--- BEGIN Input ---

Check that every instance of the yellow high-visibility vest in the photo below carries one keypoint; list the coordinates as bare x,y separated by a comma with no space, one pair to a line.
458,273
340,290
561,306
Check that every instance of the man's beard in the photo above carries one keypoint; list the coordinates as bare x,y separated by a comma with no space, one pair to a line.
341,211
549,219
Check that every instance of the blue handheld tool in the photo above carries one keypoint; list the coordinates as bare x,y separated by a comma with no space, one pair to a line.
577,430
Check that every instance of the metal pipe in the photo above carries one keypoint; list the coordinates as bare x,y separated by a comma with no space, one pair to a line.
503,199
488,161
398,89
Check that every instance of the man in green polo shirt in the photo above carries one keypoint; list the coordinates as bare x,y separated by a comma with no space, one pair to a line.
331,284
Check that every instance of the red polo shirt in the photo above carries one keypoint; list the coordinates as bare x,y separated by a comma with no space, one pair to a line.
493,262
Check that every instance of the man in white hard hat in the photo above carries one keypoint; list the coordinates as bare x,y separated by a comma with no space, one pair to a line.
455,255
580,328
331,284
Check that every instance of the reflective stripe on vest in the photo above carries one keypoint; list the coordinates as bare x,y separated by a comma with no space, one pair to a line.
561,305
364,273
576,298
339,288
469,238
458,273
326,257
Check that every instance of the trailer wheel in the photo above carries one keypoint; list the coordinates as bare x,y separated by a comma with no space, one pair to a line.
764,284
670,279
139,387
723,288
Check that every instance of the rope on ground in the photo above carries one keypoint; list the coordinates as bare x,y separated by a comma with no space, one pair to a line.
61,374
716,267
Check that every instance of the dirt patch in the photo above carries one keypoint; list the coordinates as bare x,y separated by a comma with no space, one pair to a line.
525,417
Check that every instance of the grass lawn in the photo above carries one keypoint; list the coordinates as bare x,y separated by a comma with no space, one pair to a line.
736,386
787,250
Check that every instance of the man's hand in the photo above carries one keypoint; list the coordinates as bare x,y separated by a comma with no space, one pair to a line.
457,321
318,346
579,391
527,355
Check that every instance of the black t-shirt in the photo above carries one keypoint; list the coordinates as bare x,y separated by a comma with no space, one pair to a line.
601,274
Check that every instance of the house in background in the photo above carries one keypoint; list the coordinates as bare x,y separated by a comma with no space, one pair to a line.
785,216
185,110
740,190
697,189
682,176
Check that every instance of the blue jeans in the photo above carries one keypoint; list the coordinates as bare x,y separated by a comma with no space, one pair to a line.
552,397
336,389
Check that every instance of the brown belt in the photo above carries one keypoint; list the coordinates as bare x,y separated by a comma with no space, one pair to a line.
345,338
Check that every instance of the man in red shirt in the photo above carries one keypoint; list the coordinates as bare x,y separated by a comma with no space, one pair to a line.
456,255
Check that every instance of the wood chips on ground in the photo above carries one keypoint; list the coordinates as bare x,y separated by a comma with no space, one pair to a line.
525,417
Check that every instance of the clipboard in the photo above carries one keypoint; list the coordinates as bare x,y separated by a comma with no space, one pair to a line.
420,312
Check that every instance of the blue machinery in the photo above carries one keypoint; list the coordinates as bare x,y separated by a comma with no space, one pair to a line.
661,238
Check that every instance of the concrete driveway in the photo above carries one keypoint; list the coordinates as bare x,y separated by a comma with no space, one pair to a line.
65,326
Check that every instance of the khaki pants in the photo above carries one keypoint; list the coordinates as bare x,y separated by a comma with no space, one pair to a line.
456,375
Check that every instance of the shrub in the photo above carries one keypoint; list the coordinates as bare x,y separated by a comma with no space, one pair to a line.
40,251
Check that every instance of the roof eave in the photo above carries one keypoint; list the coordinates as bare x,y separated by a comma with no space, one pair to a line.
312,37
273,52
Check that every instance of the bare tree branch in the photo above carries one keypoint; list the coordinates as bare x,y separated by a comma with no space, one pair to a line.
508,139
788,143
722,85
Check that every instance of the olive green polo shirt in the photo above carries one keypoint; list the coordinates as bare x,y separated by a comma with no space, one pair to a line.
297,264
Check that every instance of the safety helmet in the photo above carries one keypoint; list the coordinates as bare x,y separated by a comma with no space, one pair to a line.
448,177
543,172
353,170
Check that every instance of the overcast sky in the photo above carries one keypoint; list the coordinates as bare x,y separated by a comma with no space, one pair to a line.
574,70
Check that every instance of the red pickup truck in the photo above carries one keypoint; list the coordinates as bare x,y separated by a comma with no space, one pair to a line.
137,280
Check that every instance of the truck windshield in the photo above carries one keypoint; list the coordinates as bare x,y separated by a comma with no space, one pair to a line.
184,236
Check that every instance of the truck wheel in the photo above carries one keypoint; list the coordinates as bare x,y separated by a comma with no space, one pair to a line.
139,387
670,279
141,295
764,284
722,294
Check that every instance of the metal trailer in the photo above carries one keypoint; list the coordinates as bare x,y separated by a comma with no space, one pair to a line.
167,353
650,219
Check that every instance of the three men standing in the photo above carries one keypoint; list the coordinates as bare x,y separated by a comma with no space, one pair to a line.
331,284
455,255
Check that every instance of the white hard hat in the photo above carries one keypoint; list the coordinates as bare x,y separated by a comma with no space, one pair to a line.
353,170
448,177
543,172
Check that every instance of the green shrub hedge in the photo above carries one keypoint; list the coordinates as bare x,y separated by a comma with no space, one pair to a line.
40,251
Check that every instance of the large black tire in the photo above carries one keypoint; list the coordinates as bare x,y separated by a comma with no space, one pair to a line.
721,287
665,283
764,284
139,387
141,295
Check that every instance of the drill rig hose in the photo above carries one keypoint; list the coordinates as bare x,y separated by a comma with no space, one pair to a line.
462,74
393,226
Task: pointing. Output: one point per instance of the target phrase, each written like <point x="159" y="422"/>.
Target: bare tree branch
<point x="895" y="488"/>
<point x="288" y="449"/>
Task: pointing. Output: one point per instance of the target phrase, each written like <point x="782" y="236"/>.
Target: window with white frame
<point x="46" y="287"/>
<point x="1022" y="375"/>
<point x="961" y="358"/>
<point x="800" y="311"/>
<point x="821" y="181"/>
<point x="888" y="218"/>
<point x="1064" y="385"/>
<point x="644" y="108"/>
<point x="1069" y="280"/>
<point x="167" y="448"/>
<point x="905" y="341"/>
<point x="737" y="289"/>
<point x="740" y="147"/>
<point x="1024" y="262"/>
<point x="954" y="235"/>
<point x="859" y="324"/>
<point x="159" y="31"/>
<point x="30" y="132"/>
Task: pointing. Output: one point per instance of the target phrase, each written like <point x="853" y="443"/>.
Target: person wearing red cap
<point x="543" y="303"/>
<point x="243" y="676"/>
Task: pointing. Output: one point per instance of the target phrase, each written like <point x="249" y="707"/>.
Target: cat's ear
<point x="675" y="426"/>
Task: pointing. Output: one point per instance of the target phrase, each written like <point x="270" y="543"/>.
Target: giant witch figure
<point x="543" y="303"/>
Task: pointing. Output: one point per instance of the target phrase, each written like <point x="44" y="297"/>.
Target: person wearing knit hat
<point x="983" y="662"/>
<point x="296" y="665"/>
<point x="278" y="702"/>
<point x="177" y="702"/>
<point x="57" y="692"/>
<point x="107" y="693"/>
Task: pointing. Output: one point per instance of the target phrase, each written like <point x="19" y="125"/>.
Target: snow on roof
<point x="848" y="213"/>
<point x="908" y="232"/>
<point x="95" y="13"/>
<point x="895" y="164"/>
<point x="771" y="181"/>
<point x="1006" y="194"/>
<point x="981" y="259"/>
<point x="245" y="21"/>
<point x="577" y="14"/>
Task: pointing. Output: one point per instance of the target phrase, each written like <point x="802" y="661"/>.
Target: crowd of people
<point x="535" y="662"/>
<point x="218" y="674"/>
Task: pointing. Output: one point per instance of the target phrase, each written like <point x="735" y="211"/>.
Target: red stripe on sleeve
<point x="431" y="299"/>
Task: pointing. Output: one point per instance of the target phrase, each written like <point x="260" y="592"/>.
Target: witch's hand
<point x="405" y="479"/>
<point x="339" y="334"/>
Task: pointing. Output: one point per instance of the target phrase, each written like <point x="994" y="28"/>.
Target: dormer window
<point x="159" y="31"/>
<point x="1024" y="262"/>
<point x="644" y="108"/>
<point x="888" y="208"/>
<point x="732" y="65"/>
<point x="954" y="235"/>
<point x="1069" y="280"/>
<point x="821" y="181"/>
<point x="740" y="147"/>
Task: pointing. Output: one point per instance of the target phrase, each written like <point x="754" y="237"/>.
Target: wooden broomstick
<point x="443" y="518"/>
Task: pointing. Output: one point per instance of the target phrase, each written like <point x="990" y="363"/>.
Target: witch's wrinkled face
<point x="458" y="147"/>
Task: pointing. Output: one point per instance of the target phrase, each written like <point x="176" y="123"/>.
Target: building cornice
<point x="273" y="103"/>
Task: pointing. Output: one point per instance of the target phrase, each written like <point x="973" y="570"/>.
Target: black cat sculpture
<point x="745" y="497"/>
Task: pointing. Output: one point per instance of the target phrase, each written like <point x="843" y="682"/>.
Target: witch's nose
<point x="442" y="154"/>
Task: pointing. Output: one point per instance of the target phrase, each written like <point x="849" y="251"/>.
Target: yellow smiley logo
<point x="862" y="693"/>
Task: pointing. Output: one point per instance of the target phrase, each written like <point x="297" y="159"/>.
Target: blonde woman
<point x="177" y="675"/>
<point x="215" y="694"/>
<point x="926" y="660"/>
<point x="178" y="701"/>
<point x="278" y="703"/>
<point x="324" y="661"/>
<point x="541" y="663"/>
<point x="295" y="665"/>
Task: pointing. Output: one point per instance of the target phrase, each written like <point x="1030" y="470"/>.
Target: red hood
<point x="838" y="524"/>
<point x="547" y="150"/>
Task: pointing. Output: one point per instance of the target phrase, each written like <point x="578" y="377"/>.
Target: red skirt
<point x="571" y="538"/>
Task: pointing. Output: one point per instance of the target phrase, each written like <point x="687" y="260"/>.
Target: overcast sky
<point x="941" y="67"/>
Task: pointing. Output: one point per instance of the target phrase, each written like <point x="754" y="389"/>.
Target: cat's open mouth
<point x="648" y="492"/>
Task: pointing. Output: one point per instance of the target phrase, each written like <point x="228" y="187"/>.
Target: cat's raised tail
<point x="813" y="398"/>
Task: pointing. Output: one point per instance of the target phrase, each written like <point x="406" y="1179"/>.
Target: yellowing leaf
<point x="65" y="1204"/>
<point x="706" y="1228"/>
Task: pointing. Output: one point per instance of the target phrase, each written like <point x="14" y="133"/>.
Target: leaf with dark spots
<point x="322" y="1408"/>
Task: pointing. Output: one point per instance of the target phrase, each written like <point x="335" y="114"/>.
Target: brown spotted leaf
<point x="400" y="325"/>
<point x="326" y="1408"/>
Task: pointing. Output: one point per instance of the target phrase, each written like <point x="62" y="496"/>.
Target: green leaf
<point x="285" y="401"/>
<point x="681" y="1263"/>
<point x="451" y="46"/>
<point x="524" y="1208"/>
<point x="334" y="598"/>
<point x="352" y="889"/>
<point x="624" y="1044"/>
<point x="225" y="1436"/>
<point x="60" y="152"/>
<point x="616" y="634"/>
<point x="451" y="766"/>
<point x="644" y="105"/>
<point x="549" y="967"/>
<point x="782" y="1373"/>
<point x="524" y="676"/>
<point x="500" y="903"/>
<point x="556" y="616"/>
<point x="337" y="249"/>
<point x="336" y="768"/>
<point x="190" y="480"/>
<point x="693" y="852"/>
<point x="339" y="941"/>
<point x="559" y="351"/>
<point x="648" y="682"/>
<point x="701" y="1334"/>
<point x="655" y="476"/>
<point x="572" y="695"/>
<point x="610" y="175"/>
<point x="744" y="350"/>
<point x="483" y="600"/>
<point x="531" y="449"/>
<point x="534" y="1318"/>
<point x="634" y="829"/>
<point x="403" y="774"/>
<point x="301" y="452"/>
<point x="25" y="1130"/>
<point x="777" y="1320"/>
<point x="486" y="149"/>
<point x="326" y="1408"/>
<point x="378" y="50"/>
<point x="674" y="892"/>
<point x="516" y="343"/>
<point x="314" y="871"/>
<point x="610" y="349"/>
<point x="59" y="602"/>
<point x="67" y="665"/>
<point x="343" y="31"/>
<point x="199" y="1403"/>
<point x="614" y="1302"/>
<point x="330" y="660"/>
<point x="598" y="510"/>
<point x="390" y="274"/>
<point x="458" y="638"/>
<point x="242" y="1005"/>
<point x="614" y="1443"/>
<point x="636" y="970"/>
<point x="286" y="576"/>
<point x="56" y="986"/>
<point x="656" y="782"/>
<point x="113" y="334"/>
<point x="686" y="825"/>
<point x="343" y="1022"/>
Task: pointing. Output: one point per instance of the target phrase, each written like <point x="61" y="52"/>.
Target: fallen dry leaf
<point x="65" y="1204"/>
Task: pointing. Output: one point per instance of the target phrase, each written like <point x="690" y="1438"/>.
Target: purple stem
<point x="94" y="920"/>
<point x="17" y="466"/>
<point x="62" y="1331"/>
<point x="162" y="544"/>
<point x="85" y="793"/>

--- END Input ---

Which lines in the items above contain the string "truck"? Copy out each of those lines. Case counts.

Expected output →
Check that every instance of the red pickup truck in the photo above carries one keypoint; list the coordinates as bare x,y separated by a comma with no space, one pair to a line.
Check that every instance of the truck windshield in the photo above carries one keypoint; list the coordinates as bare x,y separated by a comma with no space, one pair to a line.
Check that every instance of the truck wheel in the photo above carries one keypoint; list the coordinates as bare x,y separated by a comma with no space, one pair to a line.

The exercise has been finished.